GIVEN DATA:
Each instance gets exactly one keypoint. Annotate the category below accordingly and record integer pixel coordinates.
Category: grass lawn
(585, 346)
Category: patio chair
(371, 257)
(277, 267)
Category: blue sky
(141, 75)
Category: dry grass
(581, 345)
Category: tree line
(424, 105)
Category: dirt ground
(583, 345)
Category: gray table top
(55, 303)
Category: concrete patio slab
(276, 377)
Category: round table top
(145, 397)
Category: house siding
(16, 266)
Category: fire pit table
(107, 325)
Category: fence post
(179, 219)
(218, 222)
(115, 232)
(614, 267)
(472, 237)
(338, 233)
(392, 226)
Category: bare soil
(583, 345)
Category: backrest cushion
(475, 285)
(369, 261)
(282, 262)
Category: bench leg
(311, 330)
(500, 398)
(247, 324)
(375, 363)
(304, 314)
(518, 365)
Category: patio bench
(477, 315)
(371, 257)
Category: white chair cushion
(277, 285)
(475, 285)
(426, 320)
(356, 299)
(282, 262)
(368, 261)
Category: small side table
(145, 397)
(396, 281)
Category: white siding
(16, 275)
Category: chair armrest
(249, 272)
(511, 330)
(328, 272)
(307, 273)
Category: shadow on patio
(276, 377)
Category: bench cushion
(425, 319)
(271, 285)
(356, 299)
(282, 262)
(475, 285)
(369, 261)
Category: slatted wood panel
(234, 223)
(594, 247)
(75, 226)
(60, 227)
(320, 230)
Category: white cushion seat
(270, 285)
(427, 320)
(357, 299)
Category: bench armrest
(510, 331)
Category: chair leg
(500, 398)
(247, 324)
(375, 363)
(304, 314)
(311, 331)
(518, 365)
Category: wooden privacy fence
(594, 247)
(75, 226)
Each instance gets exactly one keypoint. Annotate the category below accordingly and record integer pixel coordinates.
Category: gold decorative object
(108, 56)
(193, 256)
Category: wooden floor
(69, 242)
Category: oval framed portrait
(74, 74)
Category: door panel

WHAT THIS TASK INVOLVES: Please reproduce every line of the material word for word.

RESPONSE AREA:
Each instance gets exactly one keypoint. Annotate the category below accordingly and record integer pixel coordinates.
Category: grass lawn
(585, 346)
Category: patio chair
(371, 257)
(277, 267)
Category: blue sky
(141, 75)
Category: dry grass
(581, 345)
Category: tree line
(424, 105)
Category: dirt ground
(583, 345)
Category: gray table top
(55, 303)
Category: concrete patio slab
(276, 377)
Category: round table top
(145, 397)
Category: house siding
(16, 266)
Category: fire pit table
(107, 325)
Category: fence post
(179, 219)
(218, 222)
(115, 232)
(614, 267)
(472, 237)
(338, 233)
(392, 226)
Category: bare soil
(583, 345)
Category: backrest cushion
(475, 285)
(369, 261)
(282, 262)
Category: bench leg
(311, 330)
(500, 398)
(247, 324)
(375, 363)
(304, 314)
(518, 365)
Category: patio bench
(477, 315)
(371, 257)
Category: white chair cushion
(277, 285)
(475, 285)
(426, 320)
(356, 299)
(282, 262)
(368, 261)
Category: small side table
(145, 397)
(396, 281)
Category: white siding
(16, 275)
Category: chair armrest
(249, 272)
(511, 330)
(328, 272)
(307, 273)
Category: shadow on patio
(276, 377)
Category: bench cushion
(425, 319)
(271, 285)
(356, 299)
(282, 262)
(475, 285)
(369, 261)
Category: slatted wood panel
(234, 223)
(594, 247)
(75, 226)
(60, 227)
(320, 230)
Category: white cushion seat
(270, 285)
(427, 320)
(357, 299)
Category: bench armrest
(510, 331)
Category: chair leg
(500, 398)
(247, 324)
(375, 363)
(304, 314)
(311, 331)
(518, 365)
Category: wooden privacy fence
(594, 247)
(75, 226)
Each instance gets exactly one keypoint. Annotate the category below accordingly and record integer pixel coordinates.
Category: gold decorative object
(108, 56)
(193, 256)
Category: wooden floor
(69, 242)
Category: oval framed portrait
(74, 74)
Category: door panel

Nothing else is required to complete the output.